--- To do ---
All of these records need to be duplicated exactly.

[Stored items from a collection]
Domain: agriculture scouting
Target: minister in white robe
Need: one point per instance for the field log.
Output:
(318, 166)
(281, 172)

--- Task response ---
Domain: agriculture scouting
Target: minister in white robe
Need: one point per instance for the field log.
Output:
(318, 166)
(281, 172)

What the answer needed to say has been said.